*Task goal*: Retype, without any change, the line that contains "Target: shrub" and every line that follows it to the end of the entries, and nothing else.

***** Information provided

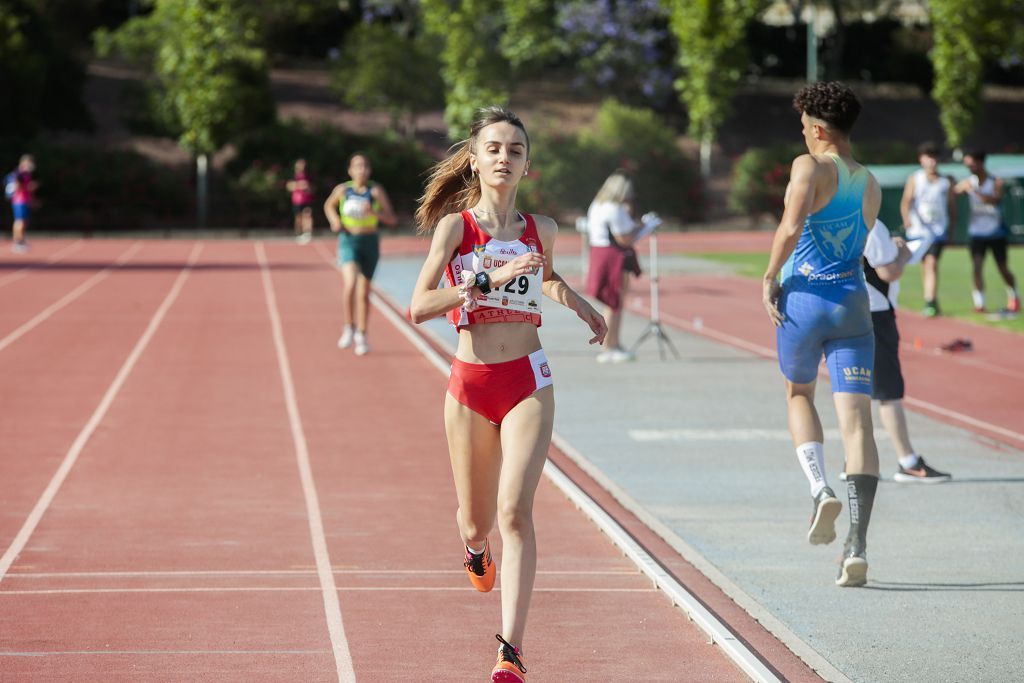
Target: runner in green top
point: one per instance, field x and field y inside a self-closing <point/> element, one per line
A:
<point x="355" y="209"/>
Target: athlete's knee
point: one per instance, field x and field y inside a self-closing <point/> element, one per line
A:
<point x="515" y="518"/>
<point x="474" y="529"/>
<point x="795" y="389"/>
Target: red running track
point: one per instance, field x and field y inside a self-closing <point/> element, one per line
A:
<point x="197" y="484"/>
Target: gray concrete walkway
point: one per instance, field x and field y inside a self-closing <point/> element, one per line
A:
<point x="698" y="446"/>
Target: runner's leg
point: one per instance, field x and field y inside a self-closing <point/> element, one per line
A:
<point x="525" y="436"/>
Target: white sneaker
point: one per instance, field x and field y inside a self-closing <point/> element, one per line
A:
<point x="615" y="355"/>
<point x="361" y="348"/>
<point x="621" y="355"/>
<point x="345" y="340"/>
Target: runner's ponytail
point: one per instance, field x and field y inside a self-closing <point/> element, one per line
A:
<point x="452" y="185"/>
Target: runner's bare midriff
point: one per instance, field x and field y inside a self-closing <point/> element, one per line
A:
<point x="497" y="342"/>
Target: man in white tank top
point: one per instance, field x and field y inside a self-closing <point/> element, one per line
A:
<point x="986" y="229"/>
<point x="929" y="208"/>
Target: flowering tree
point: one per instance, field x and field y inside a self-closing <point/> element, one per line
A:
<point x="622" y="46"/>
<point x="210" y="78"/>
<point x="965" y="33"/>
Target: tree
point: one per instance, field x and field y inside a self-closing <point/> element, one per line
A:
<point x="210" y="77"/>
<point x="713" y="58"/>
<point x="42" y="80"/>
<point x="473" y="75"/>
<point x="378" y="67"/>
<point x="965" y="34"/>
<point x="622" y="47"/>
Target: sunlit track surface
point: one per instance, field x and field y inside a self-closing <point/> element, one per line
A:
<point x="176" y="543"/>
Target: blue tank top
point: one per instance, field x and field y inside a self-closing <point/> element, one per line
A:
<point x="830" y="246"/>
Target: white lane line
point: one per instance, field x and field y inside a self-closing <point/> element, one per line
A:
<point x="52" y="258"/>
<point x="306" y="589"/>
<point x="718" y="632"/>
<point x="17" y="545"/>
<point x="51" y="653"/>
<point x="909" y="400"/>
<point x="285" y="572"/>
<point x="68" y="298"/>
<point x="718" y="434"/>
<point x="342" y="657"/>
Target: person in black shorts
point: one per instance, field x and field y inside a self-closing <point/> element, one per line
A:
<point x="986" y="229"/>
<point x="884" y="261"/>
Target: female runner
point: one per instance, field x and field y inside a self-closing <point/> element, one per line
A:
<point x="500" y="406"/>
<point x="355" y="209"/>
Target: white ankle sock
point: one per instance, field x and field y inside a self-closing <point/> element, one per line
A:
<point x="812" y="461"/>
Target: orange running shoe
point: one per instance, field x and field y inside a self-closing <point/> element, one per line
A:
<point x="510" y="667"/>
<point x="480" y="568"/>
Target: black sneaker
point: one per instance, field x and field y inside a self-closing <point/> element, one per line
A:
<point x="510" y="667"/>
<point x="922" y="473"/>
<point x="826" y="509"/>
<point x="853" y="570"/>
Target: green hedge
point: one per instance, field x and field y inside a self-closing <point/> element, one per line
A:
<point x="568" y="169"/>
<point x="88" y="186"/>
<point x="760" y="174"/>
<point x="257" y="174"/>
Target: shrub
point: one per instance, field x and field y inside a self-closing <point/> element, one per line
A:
<point x="761" y="174"/>
<point x="88" y="186"/>
<point x="257" y="174"/>
<point x="759" y="179"/>
<point x="567" y="170"/>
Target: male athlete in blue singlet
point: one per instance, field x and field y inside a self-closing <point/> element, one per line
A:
<point x="821" y="306"/>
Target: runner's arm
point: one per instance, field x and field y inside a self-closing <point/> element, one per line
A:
<point x="951" y="198"/>
<point x="331" y="209"/>
<point x="429" y="301"/>
<point x="996" y="197"/>
<point x="799" y="202"/>
<point x="906" y="201"/>
<point x="556" y="289"/>
<point x="386" y="214"/>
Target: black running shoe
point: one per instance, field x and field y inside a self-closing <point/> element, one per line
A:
<point x="826" y="509"/>
<point x="510" y="667"/>
<point x="853" y="570"/>
<point x="921" y="473"/>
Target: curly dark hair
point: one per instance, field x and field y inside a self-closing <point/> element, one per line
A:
<point x="833" y="102"/>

**********

*Task solution*:
Target: shrub
point: one per instance, field x and field y inside a self-closing <point/> element, one per line
A:
<point x="761" y="174"/>
<point x="88" y="186"/>
<point x="257" y="174"/>
<point x="759" y="179"/>
<point x="567" y="170"/>
Target: male athlete in blue singlet
point: one per instance, field x and field y inside a self-closing <point/> element, one per line
A:
<point x="821" y="306"/>
Target: runner's arm
point: one per instance, field x and field y inside a self-closing <point/> element, one per line
A:
<point x="951" y="198"/>
<point x="331" y="209"/>
<point x="429" y="301"/>
<point x="996" y="197"/>
<point x="799" y="202"/>
<point x="906" y="201"/>
<point x="556" y="289"/>
<point x="386" y="214"/>
Target: black running shoe
point: one per instance, field x and field y inside a self-closing <point/> element, one per line
A:
<point x="826" y="509"/>
<point x="510" y="667"/>
<point x="853" y="570"/>
<point x="921" y="473"/>
Target: curly dark hair
point: one per instance, field x and field y inside a self-closing <point/> element, one per line
A:
<point x="833" y="102"/>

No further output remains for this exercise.